- **Trecho do texto**
# # # # # # #

No afã por ter político preso, Lava Jato criou um preso político, Lula. Por Anderson Bezerra Lopes e Paulo Teixeira

Atualizado em 5 de maio de 2018 às 10:01

PUBLICADO ORIGINALMENTE NA REVISTA CARTA CAPITAL

A prisão do ex-presidente Lula pode ser considerada o ato final de uma tragédia anunciada, dado que, desde o início do famigerado processo do “triplex”, sabia-se qual seria seu resultado. Não foram poucos os sinais emitidos (pelo juiz do caso) e que demonstravam seu recôndito desejo de proferir uma sentença condenatória.

Em que pese a defesa ainda poder utilizar os recursos especial (STJ) e extraordinário (STF) para discussão do caso, a consumação do ato trouxe consigo uma grave questão para o Estado brasileiro: o caráter político da prisão.

No Brasil, o debate sobre presos políticos tem suas principais referências históricas no período de 1964-84, quando a perseguição a opositores era uma prática institucional do regime militar. Após o início do processo de redemocratização, os casos de prisões por motivações políticas tiveram um declínio, mas não se pode dizer que desapareceram por completo, bastando citar o caso de Rafael Braga.

A expressão prisão política remete ao uso da prisão como forma de repressão às liberdades de pensamento, consciência, religião, expressão e informação. Trata-se daquilo que, em artigo publicado em 1961 no jornal The Observer, o advogado britânico Peter Benenson classificou como prisioneiro de consciência, aquele que tem sua liberdade restringida por expressar qualquer opinião que honestamente tenha e que não defenda nem permita a violência pessoal.

Com o artigo, de título The forgotten prisoners, Benenson convocava os leitores para que escrevessem aos seus líderes e instituições exigindo respeito aos direitos básicos dos cidadãos. Essa campanha fez tanto sucesso que foi o pontapé inicial para a criação da Anistia Internacional.

No passado mais recente, através da Resolução 1900 (2012), a Assembleia Parlamentar do Conselho da Europa estabeleceu alguns critérios para definição de quem pode ser considerado um preso político. Dentre eles, se a detenção for resultado de procedimentos claramente injustos e isto pareça estar relacionado a motivações políticas das autoridades.

# # # # # # #

- **Dados apresentados**
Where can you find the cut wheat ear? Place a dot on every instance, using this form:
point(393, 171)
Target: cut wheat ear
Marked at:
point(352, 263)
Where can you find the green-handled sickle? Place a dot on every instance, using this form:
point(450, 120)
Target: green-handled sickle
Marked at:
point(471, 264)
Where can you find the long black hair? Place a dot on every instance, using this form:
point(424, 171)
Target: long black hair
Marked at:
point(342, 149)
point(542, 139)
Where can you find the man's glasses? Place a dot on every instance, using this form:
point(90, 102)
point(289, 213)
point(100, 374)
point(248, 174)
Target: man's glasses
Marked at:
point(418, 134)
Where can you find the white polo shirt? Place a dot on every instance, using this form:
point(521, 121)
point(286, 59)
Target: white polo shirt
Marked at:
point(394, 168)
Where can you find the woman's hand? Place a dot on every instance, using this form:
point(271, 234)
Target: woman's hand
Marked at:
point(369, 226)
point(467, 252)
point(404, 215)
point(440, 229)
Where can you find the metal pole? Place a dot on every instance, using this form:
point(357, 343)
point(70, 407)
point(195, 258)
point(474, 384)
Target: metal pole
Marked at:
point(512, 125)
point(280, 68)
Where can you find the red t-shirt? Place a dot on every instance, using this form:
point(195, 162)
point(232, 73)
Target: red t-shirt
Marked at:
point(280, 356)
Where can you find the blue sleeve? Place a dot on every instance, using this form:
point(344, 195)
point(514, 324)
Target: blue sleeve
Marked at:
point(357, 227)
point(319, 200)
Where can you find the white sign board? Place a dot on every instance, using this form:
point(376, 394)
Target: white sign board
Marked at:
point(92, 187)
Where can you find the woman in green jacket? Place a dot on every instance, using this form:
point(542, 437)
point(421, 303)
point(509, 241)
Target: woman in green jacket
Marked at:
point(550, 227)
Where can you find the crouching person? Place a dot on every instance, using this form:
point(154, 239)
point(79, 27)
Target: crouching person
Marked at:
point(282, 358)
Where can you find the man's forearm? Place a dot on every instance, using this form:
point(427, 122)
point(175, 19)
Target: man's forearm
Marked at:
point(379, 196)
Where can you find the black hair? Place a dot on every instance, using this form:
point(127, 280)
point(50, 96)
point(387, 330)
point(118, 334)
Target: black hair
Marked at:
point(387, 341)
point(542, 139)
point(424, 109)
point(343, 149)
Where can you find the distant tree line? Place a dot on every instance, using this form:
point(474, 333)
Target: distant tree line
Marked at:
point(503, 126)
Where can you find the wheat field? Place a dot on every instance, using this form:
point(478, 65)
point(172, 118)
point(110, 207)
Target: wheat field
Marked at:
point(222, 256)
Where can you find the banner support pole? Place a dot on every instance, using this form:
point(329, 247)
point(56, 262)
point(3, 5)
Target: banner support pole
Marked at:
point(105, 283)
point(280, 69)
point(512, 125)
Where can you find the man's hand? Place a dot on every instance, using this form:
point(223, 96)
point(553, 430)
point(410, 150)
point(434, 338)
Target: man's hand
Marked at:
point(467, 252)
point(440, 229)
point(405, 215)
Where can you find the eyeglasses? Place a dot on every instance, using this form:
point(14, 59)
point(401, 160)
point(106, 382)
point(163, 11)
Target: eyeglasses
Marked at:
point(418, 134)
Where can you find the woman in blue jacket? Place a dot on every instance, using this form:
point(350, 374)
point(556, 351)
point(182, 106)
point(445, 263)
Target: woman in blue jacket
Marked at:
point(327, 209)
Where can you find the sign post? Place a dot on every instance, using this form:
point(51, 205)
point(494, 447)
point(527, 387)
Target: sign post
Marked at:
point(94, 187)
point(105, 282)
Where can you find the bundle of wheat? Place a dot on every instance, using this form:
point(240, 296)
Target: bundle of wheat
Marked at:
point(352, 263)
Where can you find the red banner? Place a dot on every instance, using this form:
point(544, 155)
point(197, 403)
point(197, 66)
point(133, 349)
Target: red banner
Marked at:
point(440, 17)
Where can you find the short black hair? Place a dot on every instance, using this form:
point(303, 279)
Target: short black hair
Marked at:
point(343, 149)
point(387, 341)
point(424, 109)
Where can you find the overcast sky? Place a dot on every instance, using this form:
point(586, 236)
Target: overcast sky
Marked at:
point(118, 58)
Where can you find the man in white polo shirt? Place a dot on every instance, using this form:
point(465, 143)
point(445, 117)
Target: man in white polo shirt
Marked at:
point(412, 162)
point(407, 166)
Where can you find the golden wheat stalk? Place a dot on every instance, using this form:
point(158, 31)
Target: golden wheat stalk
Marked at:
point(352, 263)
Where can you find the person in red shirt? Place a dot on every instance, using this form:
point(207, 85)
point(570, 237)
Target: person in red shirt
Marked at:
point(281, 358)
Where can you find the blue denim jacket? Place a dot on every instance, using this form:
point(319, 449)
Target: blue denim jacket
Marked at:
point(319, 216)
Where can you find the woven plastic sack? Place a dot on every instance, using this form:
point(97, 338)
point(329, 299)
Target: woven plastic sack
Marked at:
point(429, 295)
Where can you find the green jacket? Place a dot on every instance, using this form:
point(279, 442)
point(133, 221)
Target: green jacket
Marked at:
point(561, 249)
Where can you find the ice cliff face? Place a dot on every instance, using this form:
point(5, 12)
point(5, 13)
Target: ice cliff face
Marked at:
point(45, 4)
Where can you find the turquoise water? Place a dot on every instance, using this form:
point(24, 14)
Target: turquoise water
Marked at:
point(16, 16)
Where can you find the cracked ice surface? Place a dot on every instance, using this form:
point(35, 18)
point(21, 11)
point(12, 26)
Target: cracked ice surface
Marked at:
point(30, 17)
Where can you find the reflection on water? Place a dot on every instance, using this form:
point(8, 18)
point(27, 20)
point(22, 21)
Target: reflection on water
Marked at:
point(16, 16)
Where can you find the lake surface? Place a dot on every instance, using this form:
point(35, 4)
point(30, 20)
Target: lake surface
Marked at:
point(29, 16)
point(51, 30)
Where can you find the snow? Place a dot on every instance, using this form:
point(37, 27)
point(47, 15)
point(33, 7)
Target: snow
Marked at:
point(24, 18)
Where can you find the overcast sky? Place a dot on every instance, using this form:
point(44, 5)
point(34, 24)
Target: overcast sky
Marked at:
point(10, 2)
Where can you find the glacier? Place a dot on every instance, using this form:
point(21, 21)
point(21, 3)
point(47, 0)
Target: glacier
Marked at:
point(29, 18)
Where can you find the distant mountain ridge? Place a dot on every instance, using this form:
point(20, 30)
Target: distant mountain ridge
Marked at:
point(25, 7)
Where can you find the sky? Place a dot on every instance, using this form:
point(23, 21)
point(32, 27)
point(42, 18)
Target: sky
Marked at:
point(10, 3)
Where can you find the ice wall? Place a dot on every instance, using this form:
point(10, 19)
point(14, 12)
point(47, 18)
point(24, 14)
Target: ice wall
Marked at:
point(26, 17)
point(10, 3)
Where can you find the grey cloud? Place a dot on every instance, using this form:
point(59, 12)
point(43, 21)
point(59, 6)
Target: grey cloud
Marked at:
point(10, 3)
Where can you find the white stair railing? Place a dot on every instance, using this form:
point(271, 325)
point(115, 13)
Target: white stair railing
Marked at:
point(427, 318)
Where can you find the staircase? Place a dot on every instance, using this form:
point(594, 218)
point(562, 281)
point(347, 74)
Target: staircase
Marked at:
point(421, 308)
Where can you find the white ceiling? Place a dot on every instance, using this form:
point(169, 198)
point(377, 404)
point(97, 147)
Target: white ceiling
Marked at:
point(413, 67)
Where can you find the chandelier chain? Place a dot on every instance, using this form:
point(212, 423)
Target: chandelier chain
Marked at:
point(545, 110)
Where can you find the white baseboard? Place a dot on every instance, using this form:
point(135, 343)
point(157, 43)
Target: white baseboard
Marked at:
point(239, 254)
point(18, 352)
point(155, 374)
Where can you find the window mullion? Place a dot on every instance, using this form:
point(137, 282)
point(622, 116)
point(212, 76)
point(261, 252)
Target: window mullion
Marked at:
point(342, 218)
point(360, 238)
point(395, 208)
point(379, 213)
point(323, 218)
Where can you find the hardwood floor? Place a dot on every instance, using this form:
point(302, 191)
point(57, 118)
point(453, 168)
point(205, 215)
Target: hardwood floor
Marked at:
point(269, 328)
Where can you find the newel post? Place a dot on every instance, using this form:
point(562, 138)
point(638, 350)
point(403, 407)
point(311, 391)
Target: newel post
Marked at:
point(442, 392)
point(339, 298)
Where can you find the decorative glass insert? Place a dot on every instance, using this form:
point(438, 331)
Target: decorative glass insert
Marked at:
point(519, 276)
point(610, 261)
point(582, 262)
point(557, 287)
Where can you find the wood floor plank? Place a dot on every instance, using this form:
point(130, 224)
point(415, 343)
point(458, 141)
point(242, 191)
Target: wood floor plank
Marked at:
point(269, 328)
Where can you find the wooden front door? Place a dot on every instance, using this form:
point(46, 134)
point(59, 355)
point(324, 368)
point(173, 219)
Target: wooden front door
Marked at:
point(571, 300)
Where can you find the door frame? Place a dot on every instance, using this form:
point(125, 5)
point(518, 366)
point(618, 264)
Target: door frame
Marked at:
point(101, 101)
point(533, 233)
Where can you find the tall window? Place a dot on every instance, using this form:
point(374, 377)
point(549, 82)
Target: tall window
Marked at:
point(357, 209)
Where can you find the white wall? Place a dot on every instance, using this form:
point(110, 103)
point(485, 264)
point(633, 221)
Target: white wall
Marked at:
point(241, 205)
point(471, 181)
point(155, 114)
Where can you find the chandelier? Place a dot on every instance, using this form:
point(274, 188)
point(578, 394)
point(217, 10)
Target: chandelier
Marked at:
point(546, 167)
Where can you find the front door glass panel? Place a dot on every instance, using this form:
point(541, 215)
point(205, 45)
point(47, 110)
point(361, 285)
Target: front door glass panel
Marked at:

# # # # # # #

- **Instruções da tarefa**
Dê continuidade ao texto sobre a prisão de Lula e o conceito de preso político, começando logo após a última frase apresentada.

- **Resultado do exercício**
A situação do ex-presidente Lula se encaixa tanto no conceito cunhado por Peter Benenson já na década de 1960 quanto no mencionado critério adotado pelo Conselho da Europa. Evidenciam esse fato o conteúdo da denúncia e da sentença do processo do “triplex”, nos quais há uma clara tentativa de censura a um modelo de governo (vide, por exemplo, o capítulo “presidencialismo de coalizão deturpado” da denúncia).

Além disso, a prisão do ex-presidente decorre de um procedimento manifestamente injusto, no qual foram violadas as regras de definição do juízo competente, o direito a um julgamento por magistrado imparcial, entre outros, sendo que o mais grave deles foi a ausência de provas que amparassem um juízo condenatório, conforme reconhecido pela maciça comunidade jurídica nacional.

Diversos foram os episódios nos quais pôde ser identificada uma motivação política nos atos da autoridade que conduziu o processo, porém os dois mais sintomáticos são a divulgação de conversas telefônicas entre o ex-presidente Lula e a então presidente Dilma Rousseff, e a celeridade incomum para decretar a prisão após o julgamento do habeas corpus 152.752 pelo Supremo Tribunal Federal.

Dentro desse mesmo contexto está a decisão da ministra Carmen Lúcia de levar a julgamento o referido habeas corpus e não as Ações Declaratórias de Constitucionalidade 43 e 44, que tratam do mesmo tema e poderiam ensejar resultado oposto para a questão da execução antecipada da pena. Com isso, houve uma fulanização do debate, fornecendo ainda mais combustível para enxergar motivações políticas na atuação do Poder Judiciário.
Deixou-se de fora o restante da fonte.